*** Opening Material for the task ***

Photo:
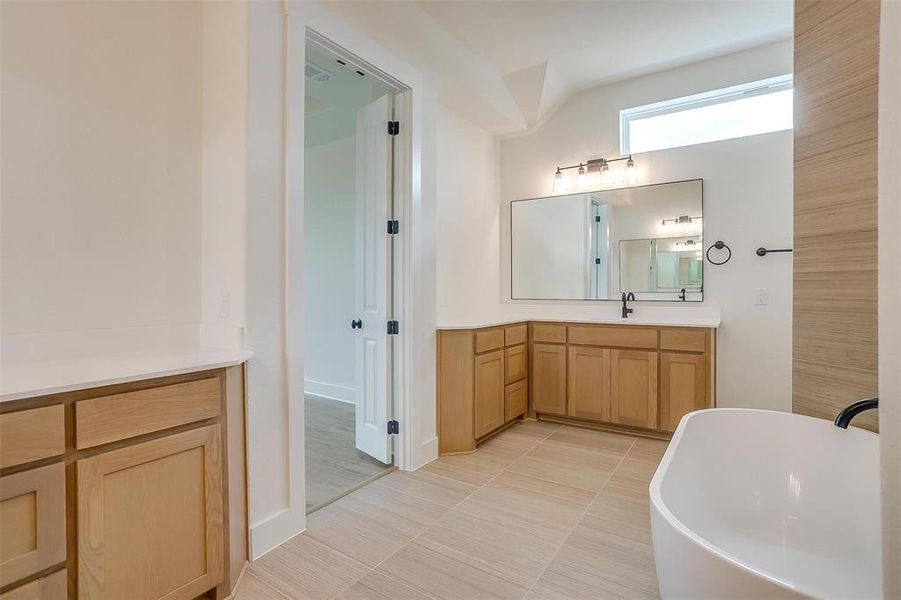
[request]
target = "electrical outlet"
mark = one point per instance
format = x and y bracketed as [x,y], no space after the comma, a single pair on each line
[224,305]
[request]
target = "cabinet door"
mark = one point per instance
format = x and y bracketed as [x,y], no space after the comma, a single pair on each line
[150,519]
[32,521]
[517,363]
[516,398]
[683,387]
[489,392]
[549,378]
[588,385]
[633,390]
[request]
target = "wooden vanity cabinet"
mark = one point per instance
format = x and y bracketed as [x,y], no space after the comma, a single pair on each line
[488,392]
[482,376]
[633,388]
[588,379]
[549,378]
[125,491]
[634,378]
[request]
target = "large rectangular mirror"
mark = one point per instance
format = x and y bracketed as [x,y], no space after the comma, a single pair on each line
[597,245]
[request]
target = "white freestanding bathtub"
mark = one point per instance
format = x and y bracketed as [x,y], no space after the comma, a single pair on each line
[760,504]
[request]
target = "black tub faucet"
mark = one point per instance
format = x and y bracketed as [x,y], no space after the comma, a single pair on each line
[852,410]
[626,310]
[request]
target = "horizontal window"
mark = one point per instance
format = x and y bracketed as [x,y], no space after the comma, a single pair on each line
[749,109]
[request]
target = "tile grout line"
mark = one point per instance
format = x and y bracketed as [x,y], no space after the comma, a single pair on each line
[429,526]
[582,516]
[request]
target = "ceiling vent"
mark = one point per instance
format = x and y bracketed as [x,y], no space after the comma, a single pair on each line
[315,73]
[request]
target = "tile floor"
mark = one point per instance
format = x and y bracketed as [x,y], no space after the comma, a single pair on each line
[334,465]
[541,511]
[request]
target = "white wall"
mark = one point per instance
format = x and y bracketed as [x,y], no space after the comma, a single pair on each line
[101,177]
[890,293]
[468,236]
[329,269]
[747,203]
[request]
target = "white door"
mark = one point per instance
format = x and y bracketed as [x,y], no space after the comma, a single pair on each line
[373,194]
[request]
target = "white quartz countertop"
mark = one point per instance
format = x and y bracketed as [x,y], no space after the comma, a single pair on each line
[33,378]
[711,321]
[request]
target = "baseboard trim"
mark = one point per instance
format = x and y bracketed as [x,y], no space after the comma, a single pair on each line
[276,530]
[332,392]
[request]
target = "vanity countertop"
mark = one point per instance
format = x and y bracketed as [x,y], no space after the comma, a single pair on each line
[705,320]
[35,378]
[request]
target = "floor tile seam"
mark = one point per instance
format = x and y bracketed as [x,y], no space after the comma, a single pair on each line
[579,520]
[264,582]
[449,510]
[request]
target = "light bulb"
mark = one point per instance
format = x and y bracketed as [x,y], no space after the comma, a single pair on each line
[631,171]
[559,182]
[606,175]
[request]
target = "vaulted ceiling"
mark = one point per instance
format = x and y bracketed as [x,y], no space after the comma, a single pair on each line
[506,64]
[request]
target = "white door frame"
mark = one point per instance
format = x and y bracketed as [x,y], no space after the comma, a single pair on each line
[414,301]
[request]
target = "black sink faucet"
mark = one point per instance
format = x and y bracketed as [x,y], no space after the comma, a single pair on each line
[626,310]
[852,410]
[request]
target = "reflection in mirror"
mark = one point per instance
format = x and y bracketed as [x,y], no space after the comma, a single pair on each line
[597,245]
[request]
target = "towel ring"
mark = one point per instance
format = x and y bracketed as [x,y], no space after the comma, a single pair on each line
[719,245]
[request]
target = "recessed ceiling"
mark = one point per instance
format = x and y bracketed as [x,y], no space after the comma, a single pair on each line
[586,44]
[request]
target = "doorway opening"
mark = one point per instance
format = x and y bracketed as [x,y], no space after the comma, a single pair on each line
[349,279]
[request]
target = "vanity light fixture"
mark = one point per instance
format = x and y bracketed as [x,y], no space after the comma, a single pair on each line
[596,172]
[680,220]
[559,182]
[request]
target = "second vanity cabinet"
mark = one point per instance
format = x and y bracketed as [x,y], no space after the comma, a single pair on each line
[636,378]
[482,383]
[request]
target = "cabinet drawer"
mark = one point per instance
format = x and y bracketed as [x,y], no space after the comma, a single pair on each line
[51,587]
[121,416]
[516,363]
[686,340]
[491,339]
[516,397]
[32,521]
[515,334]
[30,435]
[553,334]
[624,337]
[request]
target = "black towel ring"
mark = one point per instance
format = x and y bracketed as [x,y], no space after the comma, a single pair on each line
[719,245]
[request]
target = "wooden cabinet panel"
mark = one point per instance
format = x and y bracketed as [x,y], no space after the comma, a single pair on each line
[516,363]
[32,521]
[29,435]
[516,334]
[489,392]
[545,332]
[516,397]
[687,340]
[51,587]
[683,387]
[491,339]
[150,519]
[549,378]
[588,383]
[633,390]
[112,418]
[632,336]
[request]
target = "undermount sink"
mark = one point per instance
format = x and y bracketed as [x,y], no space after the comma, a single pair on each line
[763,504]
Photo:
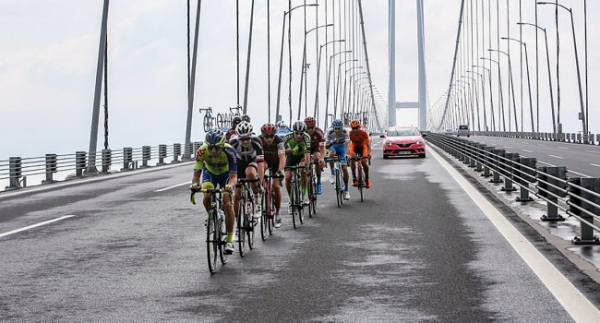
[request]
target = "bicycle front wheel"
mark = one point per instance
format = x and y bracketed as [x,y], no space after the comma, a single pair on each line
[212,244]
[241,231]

*** Closing Material for the task ***

> _Your goal_:
The reply must hold each line of the records verbatim and no pictures.

> _Written answer_:
Photo:
[request]
target = "electrical outlet"
mark = one point per instance
format = x and y bracketed as [x,y], no space after the comma, a single pair on each line
[224,305]
[request]
target = "cabinet door"
mark = one point per instance
format = x and y bracketed as [x,y], no space after the comma, a single pair on each line
[150,519]
[32,521]
[517,363]
[516,398]
[683,387]
[489,392]
[549,378]
[588,385]
[633,390]
[request]
target = "wooden vanity cabinet"
mark = one point per instance
format = x and y bracketed as [x,y], no space after the comma, a single pair on each line
[488,392]
[482,376]
[633,388]
[588,379]
[549,378]
[125,491]
[634,378]
[request]
target = "large rectangular mirror"
mark = one point per instance
format = x and y bracketed as [x,y], no space after the comma, a single pair on each line
[597,245]
[request]
target = "white freestanding bathtub"
mark = one point per instance
format = x and y bracketed as [x,y], no space after the comma, a single pair on each line
[760,504]
[request]
target = "black tub faucet"
mark = one point per instance
format = x and y bracketed as [x,y], no space after the comma, a single pair on each line
[852,410]
[626,310]
[request]
target = "horizontal window"
mark = one point per instance
format = x and y bracketed as [x,y], no space after the comma, a single pair on each line
[749,109]
[request]
target = "tile grout line"
mark = one point per instance
format = x and y bracketed as [x,y], no space after the comma, a single pair on each line
[429,526]
[582,516]
[request]
target = "ceiling vent"
mark = one point per instance
format = x and y bracketed as [x,y], no space after the comma, a single pair on each line
[315,73]
[request]
target = "tile floor"
mark = one point per instance
format = x and y bracketed as [x,y], no space after the comma, a single pair on each line
[334,465]
[541,511]
[request]
target = "white wall"
mark = one point per instance
format = x and y bracketed as [x,y], no space after the comma, a single pair on each line
[101,177]
[890,293]
[468,236]
[329,269]
[747,203]
[request]
target = "white door"
mark = one point per instance
format = x and y bracketed as [x,y], no space after the comma, a single pair on each line
[373,194]
[request]
target = "white quartz countertop"
mark = one point per instance
format = x and y bracketed as [x,y], no space after the comma, a single pair on each line
[33,378]
[711,321]
[request]
target = "baseboard trim"
mark = one point per instance
format = x and y bracketed as [x,y], no space after the comma, a single pair on each line
[276,530]
[332,392]
[request]
target = "vanity countertop"
mark = one point per instance
format = x and y bracketed as [x,y], no space after the comma, a single pair on each line
[705,320]
[35,378]
[request]
target = "floor tile seam"
mark = one point per instance
format = x and y bracketed as [x,y], no space after the comma, a single pair on each line
[579,520]
[264,582]
[449,510]
[request]
target = "light bulb"
mark = one point per instance
format = x and y bracketed as [x,y], no space after the comma, a single pair on each line
[631,171]
[559,182]
[606,175]
[request]
target = "vaulted ceiling"
mark = one point per instance
format = x and y bracketed as [x,y], no space after the comma, a single pair on each line
[506,64]
[request]
target = "white door frame"
mark = one point per instance
format = x and y bracketed as [x,y], no space after the comma, a single pair on each line
[414,301]
[request]
target = "black sink faucet"
mark = one point per instance
format = x and y bracketed as [x,y], no space after the comma, a single pair on each line
[626,310]
[852,410]
[request]
target = "reflection in mirror"
mark = one point per instance
format = x and y bracketed as [x,y], no space after the comma, a single pair on each line
[597,245]
[request]
target = "towel ring"
mark = one point per instance
format = x and y bracketed as [x,y], no space after the comma, a single pair on each line
[719,245]
[request]
target = "recessed ceiling"
mark = one point per instance
format = x and y bracketed as [x,y], no space after the comma, a single pair on each line
[586,44]
[request]
target = "doorway opening"
mark = one point per instance
format = x and y bracketed as [x,y], no space after the comma, a single pair on each line
[349,279]
[request]
target = "vanity light fixture"
mark = one point per instance
format = x and y bracketed as [x,y], no space after the comma, a single pair on each line
[596,172]
[680,220]
[559,182]
[request]
target = "second vanity cabinet"
mark = one point per instance
format = x and y bracketed as [x,y], no space after the comma, a single pair on each line
[636,378]
[482,383]
[request]
target = "cabinet drawer"
mark = one point per instance
format = x and y bracketed as [x,y], no space after the comma, a single pair on each line
[51,587]
[121,416]
[516,363]
[686,340]
[491,339]
[516,397]
[32,521]
[515,334]
[30,435]
[553,334]
[624,337]
[request]
target = "black towel ring"
mark = one point per instance
format = x and y bracketed as [x,y], no space after the comma, a single pair on each line
[719,245]
[request]
target = "wooden cabinet panel"
mark = one point per instance
format = x and y bracketed as [x,y], no space after the comma, a single pair on each line
[516,363]
[32,521]
[29,435]
[516,334]
[489,392]
[545,332]
[516,397]
[687,340]
[51,587]
[683,387]
[491,339]
[150,519]
[549,378]
[588,383]
[633,390]
[112,418]
[632,336]
[request]
target = "undermount sink"
mark = one point per instance
format = x and y bracketed as [x,y], no space after the comma, a single pair on each line
[763,504]
Photo:
[request]
target = "bicycle front wheel"
mark = one point per instance
format = x and y bracketed as [x,y], no space after the comma, a single pair on each line
[212,244]
[241,231]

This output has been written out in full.